Reproduce the items below verbatim, starting at the line that contains "Can you find the leafy" and ending at the line that contains "[[218, 218]]", with both of those lines included.

— START —

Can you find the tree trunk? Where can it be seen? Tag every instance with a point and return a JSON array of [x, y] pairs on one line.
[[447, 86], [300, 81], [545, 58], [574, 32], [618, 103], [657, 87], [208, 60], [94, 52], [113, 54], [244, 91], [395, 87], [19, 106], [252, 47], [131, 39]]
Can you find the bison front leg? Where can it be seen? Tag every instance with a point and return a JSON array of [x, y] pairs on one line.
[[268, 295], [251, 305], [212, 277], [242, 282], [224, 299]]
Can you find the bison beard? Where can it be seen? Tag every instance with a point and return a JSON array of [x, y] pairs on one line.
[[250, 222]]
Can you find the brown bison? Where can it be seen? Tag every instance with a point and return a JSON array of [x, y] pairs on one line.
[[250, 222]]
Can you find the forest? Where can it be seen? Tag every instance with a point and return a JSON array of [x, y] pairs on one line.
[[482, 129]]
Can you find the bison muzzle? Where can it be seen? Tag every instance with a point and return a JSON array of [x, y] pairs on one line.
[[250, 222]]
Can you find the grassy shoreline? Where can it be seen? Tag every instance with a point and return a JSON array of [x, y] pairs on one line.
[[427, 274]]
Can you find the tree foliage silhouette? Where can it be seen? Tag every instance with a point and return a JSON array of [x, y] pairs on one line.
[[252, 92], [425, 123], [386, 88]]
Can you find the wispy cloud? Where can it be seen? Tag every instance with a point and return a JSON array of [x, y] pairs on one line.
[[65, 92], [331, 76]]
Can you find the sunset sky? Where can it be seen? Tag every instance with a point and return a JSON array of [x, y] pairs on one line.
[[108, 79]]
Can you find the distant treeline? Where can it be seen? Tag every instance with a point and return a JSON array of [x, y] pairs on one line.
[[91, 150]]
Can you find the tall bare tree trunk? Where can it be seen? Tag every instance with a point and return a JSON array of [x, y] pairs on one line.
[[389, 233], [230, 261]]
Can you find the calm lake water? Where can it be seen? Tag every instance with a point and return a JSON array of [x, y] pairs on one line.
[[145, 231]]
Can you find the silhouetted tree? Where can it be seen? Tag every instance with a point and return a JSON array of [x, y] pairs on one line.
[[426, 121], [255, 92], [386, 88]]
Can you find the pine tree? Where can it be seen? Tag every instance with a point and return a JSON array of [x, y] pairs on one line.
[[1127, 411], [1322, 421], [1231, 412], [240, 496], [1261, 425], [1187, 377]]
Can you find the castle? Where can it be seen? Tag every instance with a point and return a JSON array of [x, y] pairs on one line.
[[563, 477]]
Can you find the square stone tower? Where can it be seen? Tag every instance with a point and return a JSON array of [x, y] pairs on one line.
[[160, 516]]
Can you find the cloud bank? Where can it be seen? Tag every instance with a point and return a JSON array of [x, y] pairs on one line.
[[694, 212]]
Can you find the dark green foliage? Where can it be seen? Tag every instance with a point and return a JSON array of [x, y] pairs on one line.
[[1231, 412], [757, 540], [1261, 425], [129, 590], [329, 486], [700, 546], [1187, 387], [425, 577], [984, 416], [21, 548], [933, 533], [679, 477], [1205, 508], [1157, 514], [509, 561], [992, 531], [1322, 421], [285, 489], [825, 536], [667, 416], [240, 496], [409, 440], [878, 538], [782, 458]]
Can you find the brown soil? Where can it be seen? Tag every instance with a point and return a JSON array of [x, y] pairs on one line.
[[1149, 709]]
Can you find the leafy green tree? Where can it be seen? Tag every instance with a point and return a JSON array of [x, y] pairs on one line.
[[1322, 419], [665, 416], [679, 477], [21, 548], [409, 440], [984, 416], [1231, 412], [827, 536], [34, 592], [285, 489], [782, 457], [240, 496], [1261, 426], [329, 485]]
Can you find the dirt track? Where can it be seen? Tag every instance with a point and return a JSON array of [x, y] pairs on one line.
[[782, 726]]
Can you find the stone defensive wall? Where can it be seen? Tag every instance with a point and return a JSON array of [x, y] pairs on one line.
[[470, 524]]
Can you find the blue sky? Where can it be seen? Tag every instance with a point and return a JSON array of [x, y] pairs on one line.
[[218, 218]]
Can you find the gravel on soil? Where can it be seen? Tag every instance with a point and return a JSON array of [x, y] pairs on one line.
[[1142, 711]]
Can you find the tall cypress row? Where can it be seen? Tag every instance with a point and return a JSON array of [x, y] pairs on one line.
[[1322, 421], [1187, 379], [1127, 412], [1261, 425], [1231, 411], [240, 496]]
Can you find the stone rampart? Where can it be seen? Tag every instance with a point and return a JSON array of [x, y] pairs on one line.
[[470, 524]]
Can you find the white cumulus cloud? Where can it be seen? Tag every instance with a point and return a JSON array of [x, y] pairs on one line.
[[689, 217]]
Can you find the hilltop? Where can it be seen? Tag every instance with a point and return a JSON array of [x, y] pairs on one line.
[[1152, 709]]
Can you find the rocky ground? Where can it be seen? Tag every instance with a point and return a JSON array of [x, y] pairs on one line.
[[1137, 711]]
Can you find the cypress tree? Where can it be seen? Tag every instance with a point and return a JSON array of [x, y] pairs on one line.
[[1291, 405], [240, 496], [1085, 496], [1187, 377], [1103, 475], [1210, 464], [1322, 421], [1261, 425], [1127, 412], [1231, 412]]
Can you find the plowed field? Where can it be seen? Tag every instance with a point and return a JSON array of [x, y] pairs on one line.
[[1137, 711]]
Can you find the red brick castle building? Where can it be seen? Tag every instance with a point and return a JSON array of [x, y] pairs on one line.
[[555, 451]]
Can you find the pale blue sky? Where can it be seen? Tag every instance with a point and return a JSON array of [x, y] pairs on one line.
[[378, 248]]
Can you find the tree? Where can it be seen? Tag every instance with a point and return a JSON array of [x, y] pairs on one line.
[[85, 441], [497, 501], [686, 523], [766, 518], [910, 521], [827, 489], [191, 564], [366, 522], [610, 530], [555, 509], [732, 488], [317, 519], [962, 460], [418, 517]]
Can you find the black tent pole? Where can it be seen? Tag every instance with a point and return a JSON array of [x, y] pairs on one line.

— END —

Completed exercise:
Can you find the leafy green tree? Where can it be seen? Tag every instance with a point and return a JSON array of [x, y] pairs on one line.
[[1322, 419], [665, 416], [679, 477], [21, 548], [409, 440], [984, 416], [1231, 412], [827, 536], [34, 592], [285, 489], [782, 457], [240, 496], [1261, 426], [329, 485]]
Can you find the dirt track? Where can it be seen? Tag every instance with a point and return a JSON array of [x, y] pairs on one line.
[[782, 726]]
Can you find the stone defensive wall? Where can it be seen? Tag every instance with a point and return a JSON array of [x, y] pairs on one line.
[[470, 524]]
Can you find the blue sky? Where can it be seen? Tag every instance with a point and return a JSON array of [x, y] pairs on one line.
[[218, 218]]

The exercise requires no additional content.